_Goal_
Repeat the records verbatim and leave the pictures out of your copy.

_Task material_
----
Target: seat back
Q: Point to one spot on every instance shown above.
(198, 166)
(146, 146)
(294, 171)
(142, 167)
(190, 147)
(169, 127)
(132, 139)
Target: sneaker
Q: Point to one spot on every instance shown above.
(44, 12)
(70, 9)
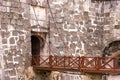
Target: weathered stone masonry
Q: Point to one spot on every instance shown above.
(15, 36)
(79, 28)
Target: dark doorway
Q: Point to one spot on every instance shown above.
(35, 44)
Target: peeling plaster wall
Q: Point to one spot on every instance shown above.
(79, 28)
(15, 50)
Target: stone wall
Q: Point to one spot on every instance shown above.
(77, 27)
(15, 35)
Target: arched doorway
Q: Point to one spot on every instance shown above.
(37, 45)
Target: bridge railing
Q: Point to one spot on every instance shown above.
(75, 63)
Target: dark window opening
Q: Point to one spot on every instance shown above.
(35, 44)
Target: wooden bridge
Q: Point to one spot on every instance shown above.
(103, 65)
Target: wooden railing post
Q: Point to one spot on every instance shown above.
(82, 62)
(50, 61)
(98, 62)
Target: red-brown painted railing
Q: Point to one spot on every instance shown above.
(83, 64)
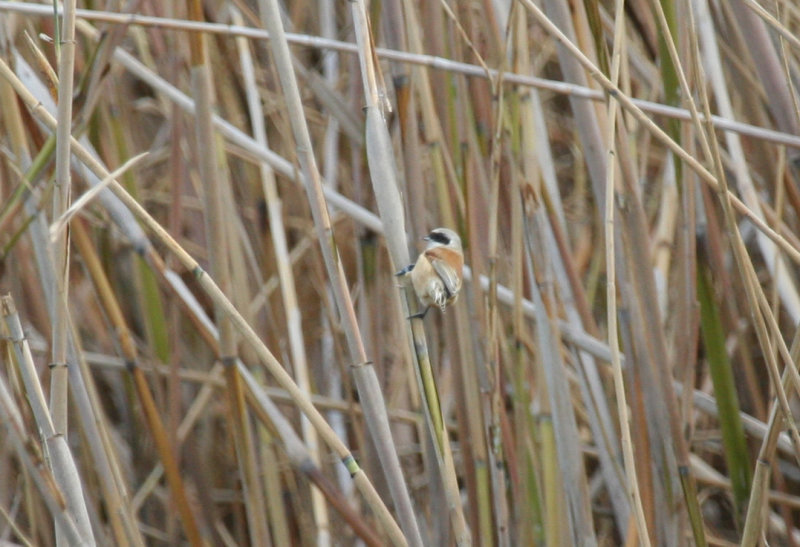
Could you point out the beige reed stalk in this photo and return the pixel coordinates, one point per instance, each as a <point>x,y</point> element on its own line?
<point>283,263</point>
<point>611,287</point>
<point>380,157</point>
<point>208,285</point>
<point>363,371</point>
<point>60,253</point>
<point>220,237</point>
<point>59,457</point>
----
_Solution_
Target: seat back
Q: Point to one spot on every instance shown above.
(198, 166)
(146, 146)
(294, 171)
(142, 167)
(190, 147)
(169, 127)
(132, 139)
Target: sneaker
Q: Point to one spot on every instance shown above.
(44, 12)
(70, 9)
Target: weathered stone masonry
Q: Point to one spot on every instance shown above.
(15, 36)
(79, 28)
Target: dark doorway
Q: Point to one spot on every instance shown above.
(35, 44)
Target: peeling plaster wall
Q: Point to one spot on every instance shown above.
(79, 28)
(15, 50)
Target: stone wall
Q: Point to one spot on every instance shown above.
(77, 27)
(15, 35)
Target: arched doorway
Q: Point to one spot on every instance shown above.
(37, 45)
Target: bridge railing
Q: Point to one spot on every instance shown above.
(75, 63)
Target: dark window opening
Q: Point to one spot on every instance shown above.
(35, 44)
Target: wooden bridge
Q: Point to one spot on every instance shown above.
(103, 65)
Target: wooden railing post
Q: Point to one spot on every instance shown above.
(82, 62)
(50, 61)
(98, 62)
Target: red-brown painted railing
Q: Point to one spot on every instance shown above.
(83, 64)
Could you point out the beige reed stalk in this photo and return the pixel coordinates, one point per instance, each as a <point>x,y</point> element on its own line?
<point>283,263</point>
<point>611,287</point>
<point>380,157</point>
<point>208,285</point>
<point>363,371</point>
<point>60,253</point>
<point>220,237</point>
<point>59,457</point>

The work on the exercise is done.